Task:
Every word in the data below belongs in your copy, exactly as given; the pictures do not.

Given data:
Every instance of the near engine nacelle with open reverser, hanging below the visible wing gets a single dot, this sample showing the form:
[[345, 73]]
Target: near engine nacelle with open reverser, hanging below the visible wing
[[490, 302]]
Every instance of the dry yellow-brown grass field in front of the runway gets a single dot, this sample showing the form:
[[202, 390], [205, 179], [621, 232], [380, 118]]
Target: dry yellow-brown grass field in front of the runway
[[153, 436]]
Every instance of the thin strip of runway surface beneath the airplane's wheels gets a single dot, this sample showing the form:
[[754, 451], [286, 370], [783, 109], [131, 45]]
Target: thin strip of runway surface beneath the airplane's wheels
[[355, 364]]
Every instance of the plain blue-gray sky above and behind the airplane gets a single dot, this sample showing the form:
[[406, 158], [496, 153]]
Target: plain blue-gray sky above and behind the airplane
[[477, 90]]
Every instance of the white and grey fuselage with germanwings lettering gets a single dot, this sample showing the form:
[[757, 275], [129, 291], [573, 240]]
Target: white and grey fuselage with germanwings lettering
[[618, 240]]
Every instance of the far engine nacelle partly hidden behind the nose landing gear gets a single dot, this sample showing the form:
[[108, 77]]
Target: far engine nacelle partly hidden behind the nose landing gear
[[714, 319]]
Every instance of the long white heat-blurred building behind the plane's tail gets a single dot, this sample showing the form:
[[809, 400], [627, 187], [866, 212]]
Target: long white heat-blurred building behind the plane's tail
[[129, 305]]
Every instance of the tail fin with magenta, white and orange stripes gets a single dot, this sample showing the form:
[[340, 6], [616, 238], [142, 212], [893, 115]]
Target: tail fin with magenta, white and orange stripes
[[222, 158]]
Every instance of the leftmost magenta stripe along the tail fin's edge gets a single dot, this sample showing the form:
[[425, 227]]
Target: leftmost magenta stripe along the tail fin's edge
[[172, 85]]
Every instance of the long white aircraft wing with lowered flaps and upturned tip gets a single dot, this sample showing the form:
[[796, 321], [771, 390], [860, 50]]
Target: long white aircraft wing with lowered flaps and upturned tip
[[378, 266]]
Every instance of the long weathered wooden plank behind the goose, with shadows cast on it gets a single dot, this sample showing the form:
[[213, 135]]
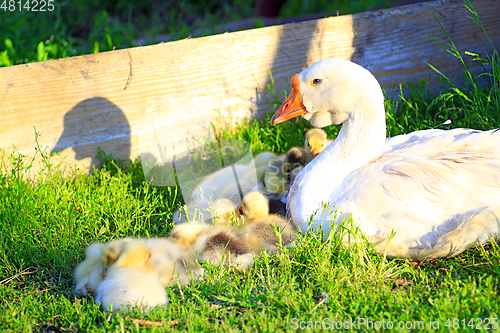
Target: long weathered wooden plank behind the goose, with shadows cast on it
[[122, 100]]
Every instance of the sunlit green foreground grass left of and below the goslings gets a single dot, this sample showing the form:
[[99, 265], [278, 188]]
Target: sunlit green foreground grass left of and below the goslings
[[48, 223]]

Task response:
Every instance of the near engine nacelle with open reverser, hanging below the visible wing gets a single dot, this sample showing the form:
[[345, 73]]
Target: near engine nacelle with open reverser, hanging below the visible wing
[[490, 302]]
Every instance of the dry yellow-brown grass field in front of the runway gets a single dot, this sample showing the form:
[[202, 390], [205, 179], [621, 232], [380, 118]]
Target: dry yellow-brown grass field in front of the runway
[[153, 436]]
Every instance of the thin strip of runway surface beneath the airplane's wheels gets a single dot, this sample showing the form:
[[754, 451], [286, 370], [783, 109], [131, 45]]
Target: thin strip of runway surface beneath the airplane's wheels
[[355, 364]]
Every instance of the plain blue-gray sky above and behind the airplane gets a single dot, this sample showing the form:
[[406, 158], [496, 153]]
Target: plain blue-gray sky above and behind the airplane
[[477, 90]]
Every instance of the white and grey fuselage with germanwings lettering gets a single dot, this sample showing the form:
[[757, 275], [129, 291], [573, 240]]
Target: white and grey fuselage with germanwings lettering
[[618, 240]]
Every instance of the far engine nacelle partly hidden behind the nose landing gear gets a single dot, this sample showing the form:
[[108, 77]]
Target: far engine nacelle partly hidden behind the nose landing gear
[[714, 319]]
Every instance of the long white heat-blurred building behind the plane's tail gets a single dot, this sample showing the form:
[[809, 400], [627, 187], [866, 212]]
Target: long white heat-blurred building behind the plane's tail
[[129, 305]]
Every instance of the tail fin with magenta, white and orange stripes gets a single dot, this sample showing the form:
[[340, 6], [616, 238], [142, 212], [893, 115]]
Target: tail fin with magenta, white and orange stripes
[[222, 158]]
Every instance of the leftmost magenta stripe along the tail fin's edge gets a single dot, this sample showing the form:
[[425, 227]]
Target: leftmost magenta stripe along the tail fin's edge
[[172, 85]]
Every instance of the long white aircraft wing with lowered flaps and upturned tip gets a single dot, this sample showing the form:
[[796, 321], [771, 390], [860, 50]]
Target: long white aircraft wing with lowered flaps and upturned tip
[[378, 266]]
Every instance of the long weathered wooden plank behind the goose, with shadows cast on it gets a single dot, this sample showing the form:
[[213, 135]]
Target: long weathered wooden plank behind the goose, with shadows cast on it
[[122, 100]]
Every instance of the sunlit green foreground grass left of and below the goslings gets a single dot, this sample showing the form:
[[99, 265], [278, 188]]
Target: sunlit green foreground grass left of and below the goslings
[[48, 223]]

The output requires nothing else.